→ DATA LISTING:

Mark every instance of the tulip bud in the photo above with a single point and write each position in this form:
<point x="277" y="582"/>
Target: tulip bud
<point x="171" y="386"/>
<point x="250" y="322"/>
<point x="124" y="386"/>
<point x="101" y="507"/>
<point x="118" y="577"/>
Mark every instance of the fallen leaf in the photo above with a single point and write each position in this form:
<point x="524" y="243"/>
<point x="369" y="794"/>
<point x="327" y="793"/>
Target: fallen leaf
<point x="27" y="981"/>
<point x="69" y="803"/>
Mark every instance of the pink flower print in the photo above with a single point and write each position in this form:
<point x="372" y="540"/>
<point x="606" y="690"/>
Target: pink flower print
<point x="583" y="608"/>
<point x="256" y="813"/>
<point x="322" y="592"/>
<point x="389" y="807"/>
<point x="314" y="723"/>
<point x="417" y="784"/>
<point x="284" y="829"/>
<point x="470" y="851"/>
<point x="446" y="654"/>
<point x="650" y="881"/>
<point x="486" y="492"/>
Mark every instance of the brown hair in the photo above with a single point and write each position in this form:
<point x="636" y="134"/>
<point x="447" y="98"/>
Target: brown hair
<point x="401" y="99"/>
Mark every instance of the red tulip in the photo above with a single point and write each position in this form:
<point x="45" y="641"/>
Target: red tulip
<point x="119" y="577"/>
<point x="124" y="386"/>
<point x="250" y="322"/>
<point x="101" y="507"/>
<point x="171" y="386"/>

→ REQUIRED WORK:
Copy the records above word for word, every line of them from top to bottom.

→ RESPONSE TO THIS EXERCISE:
Mark every instance of the tulip bud in the photo above with a single point and write each position in this form:
<point x="277" y="582"/>
Target: tulip bud
<point x="171" y="386"/>
<point x="250" y="322"/>
<point x="124" y="386"/>
<point x="101" y="507"/>
<point x="118" y="577"/>
Mark every instance of the fallen leaf in the photo above with a single point and write each position in this form:
<point x="524" y="243"/>
<point x="369" y="794"/>
<point x="327" y="793"/>
Target: fallen leaf
<point x="27" y="981"/>
<point x="69" y="803"/>
Mark every instance of the pink flower print in the photo above with a single point and write each position in this form:
<point x="372" y="540"/>
<point x="606" y="690"/>
Target: pink flower print
<point x="583" y="608"/>
<point x="256" y="813"/>
<point x="322" y="592"/>
<point x="389" y="807"/>
<point x="314" y="723"/>
<point x="417" y="784"/>
<point x="284" y="829"/>
<point x="470" y="851"/>
<point x="446" y="654"/>
<point x="650" y="881"/>
<point x="486" y="492"/>
Mark every instance of the brown hair in the photo above with a single point and write each position in this form:
<point x="636" y="134"/>
<point x="447" y="98"/>
Target: brown hair
<point x="401" y="99"/>
Mark every instance of the red tulip in the photo above with a single point and write each position in this form:
<point x="45" y="641"/>
Target: red tulip
<point x="119" y="577"/>
<point x="124" y="386"/>
<point x="250" y="322"/>
<point x="101" y="507"/>
<point x="171" y="386"/>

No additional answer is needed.